◆ **What the task asks**
Please write out all of the records below exactly as they appear.

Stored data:
== Segment start ==

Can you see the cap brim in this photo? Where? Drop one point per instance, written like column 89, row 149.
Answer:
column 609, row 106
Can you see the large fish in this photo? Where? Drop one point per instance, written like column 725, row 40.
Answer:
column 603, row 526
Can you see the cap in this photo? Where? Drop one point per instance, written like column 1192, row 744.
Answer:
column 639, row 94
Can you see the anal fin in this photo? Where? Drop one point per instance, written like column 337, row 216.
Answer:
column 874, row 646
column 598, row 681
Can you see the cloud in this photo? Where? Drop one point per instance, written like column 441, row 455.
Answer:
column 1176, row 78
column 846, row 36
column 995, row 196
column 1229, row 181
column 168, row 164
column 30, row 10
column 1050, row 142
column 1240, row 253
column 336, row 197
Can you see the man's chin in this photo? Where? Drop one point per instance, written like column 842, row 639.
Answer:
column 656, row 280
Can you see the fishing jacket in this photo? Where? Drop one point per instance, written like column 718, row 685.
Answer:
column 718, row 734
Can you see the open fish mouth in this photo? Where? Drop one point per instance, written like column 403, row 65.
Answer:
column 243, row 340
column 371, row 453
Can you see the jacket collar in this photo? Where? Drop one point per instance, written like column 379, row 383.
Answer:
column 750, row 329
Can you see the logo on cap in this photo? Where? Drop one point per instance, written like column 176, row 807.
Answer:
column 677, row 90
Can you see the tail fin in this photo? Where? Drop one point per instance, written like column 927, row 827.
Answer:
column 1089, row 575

== Segment end ==

◆ **Result of the task**
Can you see the cap brim in this photo? Where? Drop one point per instance, written like column 89, row 149.
Answer:
column 609, row 106
Can you see the large fish in this photo? Where? Drop one point per instance, written like column 725, row 40.
Answer:
column 603, row 526
Can you see the cap in this photo? Where? Drop one point per instance, written like column 1192, row 744.
Answer:
column 639, row 94
Can you see the anal fin in this photo? Where? Drop one point per instance, written like column 337, row 216.
Answer:
column 874, row 646
column 598, row 681
Can you see the cloud in this photo? Where? Drop one point per instance, written like column 441, row 455.
Answer:
column 1176, row 78
column 846, row 36
column 995, row 196
column 1229, row 181
column 168, row 164
column 30, row 10
column 1050, row 142
column 1240, row 253
column 336, row 197
Can you see the man's chin in this photo? Where? Drop one point per instance, written like column 842, row 639.
Answer:
column 656, row 280
Can you see the fishing jacket in this photo? Where? Drop one point per instance, written like column 718, row 685.
Answer:
column 718, row 734
Can you see the open fish mouth in this photo? Where? Drop one point per instance, written like column 403, row 65.
Answer:
column 243, row 340
column 371, row 453
Can you see the jacket collar in this photo? Where? Drop one point per instance, written like column 379, row 383.
Answer:
column 750, row 329
Can you see the logo on cap in this photo? Where? Drop one point per instance, written like column 176, row 807.
Answer:
column 677, row 90
Can you see the tail fin in this photo? Where? Drop one point per instance, written like column 927, row 827.
Answer:
column 1089, row 575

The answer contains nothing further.